▸ **PROVIDED ENTRIES**
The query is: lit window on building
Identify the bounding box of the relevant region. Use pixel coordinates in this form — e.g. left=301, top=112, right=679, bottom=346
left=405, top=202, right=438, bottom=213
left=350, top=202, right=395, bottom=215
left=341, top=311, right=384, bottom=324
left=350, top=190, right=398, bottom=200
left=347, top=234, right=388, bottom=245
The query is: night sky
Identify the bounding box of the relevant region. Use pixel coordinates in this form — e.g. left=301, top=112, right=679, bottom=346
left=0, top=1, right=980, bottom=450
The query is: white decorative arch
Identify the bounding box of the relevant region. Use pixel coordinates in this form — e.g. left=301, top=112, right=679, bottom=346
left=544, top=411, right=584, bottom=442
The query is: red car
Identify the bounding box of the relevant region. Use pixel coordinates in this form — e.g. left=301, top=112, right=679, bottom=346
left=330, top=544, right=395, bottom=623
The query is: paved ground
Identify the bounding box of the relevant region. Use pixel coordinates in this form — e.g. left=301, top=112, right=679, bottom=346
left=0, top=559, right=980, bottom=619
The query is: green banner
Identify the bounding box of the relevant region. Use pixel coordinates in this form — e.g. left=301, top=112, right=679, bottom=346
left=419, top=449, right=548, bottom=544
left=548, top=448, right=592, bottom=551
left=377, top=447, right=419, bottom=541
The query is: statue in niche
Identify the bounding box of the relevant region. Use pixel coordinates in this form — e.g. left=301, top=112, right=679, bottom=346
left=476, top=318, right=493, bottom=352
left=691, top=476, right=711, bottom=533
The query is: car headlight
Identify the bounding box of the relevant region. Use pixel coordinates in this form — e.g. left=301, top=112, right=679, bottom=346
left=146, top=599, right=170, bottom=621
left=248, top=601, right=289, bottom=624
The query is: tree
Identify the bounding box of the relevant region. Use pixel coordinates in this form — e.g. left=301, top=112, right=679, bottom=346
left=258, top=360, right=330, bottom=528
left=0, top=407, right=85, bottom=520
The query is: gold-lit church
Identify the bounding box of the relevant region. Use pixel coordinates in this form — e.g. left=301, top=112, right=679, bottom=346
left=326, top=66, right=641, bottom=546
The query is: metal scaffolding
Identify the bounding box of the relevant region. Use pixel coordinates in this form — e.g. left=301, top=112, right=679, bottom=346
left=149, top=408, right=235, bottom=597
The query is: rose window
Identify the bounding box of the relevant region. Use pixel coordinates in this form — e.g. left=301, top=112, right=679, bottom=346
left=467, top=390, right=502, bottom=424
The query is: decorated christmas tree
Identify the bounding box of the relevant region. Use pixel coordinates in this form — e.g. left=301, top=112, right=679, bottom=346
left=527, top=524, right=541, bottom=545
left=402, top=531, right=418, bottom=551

▸ **WRITTEN TASK**
Put each line of the records above into a Markdown table with the columns Row and Line, numbering the rows in order and leaving out any blank lines.

▸ **CORRECT RESULT**
| Row | Line |
|---|---|
| 1 | The query is: lit window on building |
| 2 | Identify the bounding box of the relevant region. Use pixel coordinates in this form — e.g. left=301, top=112, right=679, bottom=346 |
| 3 | left=405, top=202, right=438, bottom=213 |
| 4 | left=350, top=202, right=395, bottom=215 |
| 5 | left=341, top=311, right=384, bottom=324 |
| 6 | left=350, top=190, right=398, bottom=200 |
| 7 | left=347, top=234, right=388, bottom=245 |
| 8 | The query is: night sky |
| 9 | Identify the bounding box of the relevant region. Use pixel coordinates in this form — e.g. left=301, top=112, right=679, bottom=346 |
| 10 | left=0, top=1, right=980, bottom=450 |
| 11 | The query is: white decorative arch |
| 12 | Identify the bounding box of the relevant region. Use pixel coordinates in this form — e.g. left=301, top=112, right=679, bottom=346 |
| 13 | left=544, top=411, right=584, bottom=442 |
| 14 | The query is: red car |
| 15 | Identify the bounding box of the relevant region. Use pixel coordinates in this form — e.g. left=301, top=112, right=679, bottom=346 |
| 16 | left=330, top=544, right=395, bottom=623 |
| 17 | The query is: paved ground |
| 18 | Identify the bounding box of the relevant region. Use pixel coordinates in this form — e.g. left=301, top=112, right=679, bottom=346 |
| 19 | left=0, top=559, right=980, bottom=619 |
| 20 | The query is: green banner |
| 21 | Identify the bounding box of the relevant region. Use pixel coordinates in this form — e.g. left=301, top=112, right=679, bottom=346 |
| 22 | left=419, top=449, right=548, bottom=544 |
| 23 | left=548, top=448, right=592, bottom=551 |
| 24 | left=377, top=447, right=419, bottom=541 |
| 25 | The query is: statue in niche |
| 26 | Identify the bounding box of the relevant region. Use pixel coordinates in this form — e.g. left=301, top=112, right=679, bottom=346 |
| 27 | left=476, top=318, right=493, bottom=352 |
| 28 | left=691, top=476, right=711, bottom=533 |
| 29 | The query is: car headlight |
| 30 | Identify the bounding box of the relevant region. Use pixel coordinates in this form — e.g. left=301, top=112, right=679, bottom=346 |
| 31 | left=146, top=599, right=170, bottom=621 |
| 32 | left=248, top=601, right=289, bottom=624 |
| 33 | The query is: tree |
| 34 | Identify the bounding box of the relevant region. Use pixel coordinates in this form — e.g. left=301, top=112, right=679, bottom=346 |
| 35 | left=258, top=360, right=330, bottom=528 |
| 36 | left=0, top=407, right=85, bottom=520 |
| 37 | The query is: gold-lit church |
| 38 | Identify the bounding box of the relevant region. Use pixel coordinates in this form — e.g. left=301, top=112, right=679, bottom=346 |
| 39 | left=326, top=66, right=641, bottom=546 |
| 40 | The query is: metal scaffolding |
| 41 | Identify the bounding box of the relevant region. Use pixel coordinates in this form — e.g. left=301, top=112, right=679, bottom=346 |
| 42 | left=149, top=408, right=235, bottom=597 |
| 43 | The query is: rose window |
| 44 | Identify the bounding box of the relevant region. Use pixel coordinates in this form — e.g. left=301, top=112, right=679, bottom=346 |
| 45 | left=467, top=390, right=502, bottom=424 |
| 46 | The query is: decorated christmas tree |
| 47 | Identify the bounding box of the relevant region. Use pixel coordinates in this form — e.g. left=301, top=112, right=679, bottom=346 |
| 48 | left=527, top=524, right=541, bottom=545 |
| 49 | left=402, top=531, right=418, bottom=551 |